#### Task objective:
The entries contain pictures, which should not appear in the copy; everything else must be reproduced exactly.

----

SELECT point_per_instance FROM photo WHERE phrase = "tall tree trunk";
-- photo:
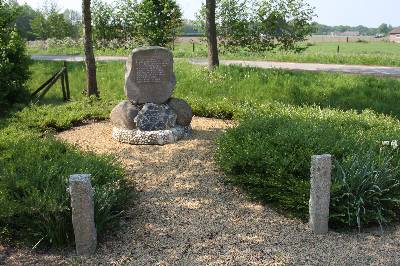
(213, 60)
(90, 61)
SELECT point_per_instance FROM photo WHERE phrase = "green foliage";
(366, 187)
(260, 25)
(269, 153)
(105, 23)
(150, 22)
(320, 29)
(34, 199)
(288, 132)
(159, 22)
(14, 63)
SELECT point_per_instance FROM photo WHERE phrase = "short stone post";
(321, 167)
(82, 205)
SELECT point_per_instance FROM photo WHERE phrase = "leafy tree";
(158, 22)
(105, 23)
(90, 62)
(40, 27)
(58, 27)
(14, 63)
(74, 19)
(213, 60)
(25, 15)
(385, 28)
(260, 25)
(126, 13)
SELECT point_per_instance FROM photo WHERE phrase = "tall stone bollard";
(321, 167)
(82, 205)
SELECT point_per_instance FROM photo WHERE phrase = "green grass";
(230, 91)
(371, 53)
(221, 93)
(268, 154)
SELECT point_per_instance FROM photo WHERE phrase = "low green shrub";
(34, 202)
(268, 154)
(366, 187)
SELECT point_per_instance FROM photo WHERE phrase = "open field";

----

#### Solution to the problem:
SELECT point_per_instance FROM photo WHERE phrase = "tall tree trunk";
-- photo:
(213, 60)
(90, 61)
SELECT point_per_instance FROM photo WHERE phrase = "green foliage";
(366, 187)
(260, 25)
(269, 153)
(105, 23)
(150, 22)
(320, 29)
(34, 199)
(288, 132)
(159, 22)
(14, 63)
SELECT point_per_instance FROM photo WHERE phrase = "short stone post";
(321, 167)
(82, 205)
SELECT point_per_instance FROM photo WHERE phrase = "leafy tree";
(158, 22)
(105, 23)
(90, 62)
(40, 27)
(58, 27)
(14, 63)
(74, 19)
(213, 60)
(25, 15)
(385, 28)
(260, 25)
(126, 13)
SELECT point_per_instance FROM photo WHERE phrase = "tall stone bollard";
(321, 167)
(82, 205)
SELECT point_per_instance FROM photo WHERE phrase = "green grass";
(230, 91)
(371, 53)
(221, 93)
(268, 154)
SELECT point_per_instance FROM photo WHERE phrase = "low green shrub";
(34, 202)
(268, 154)
(366, 187)
SELECT point_per_instance FROM photo WHERE phrase = "open field";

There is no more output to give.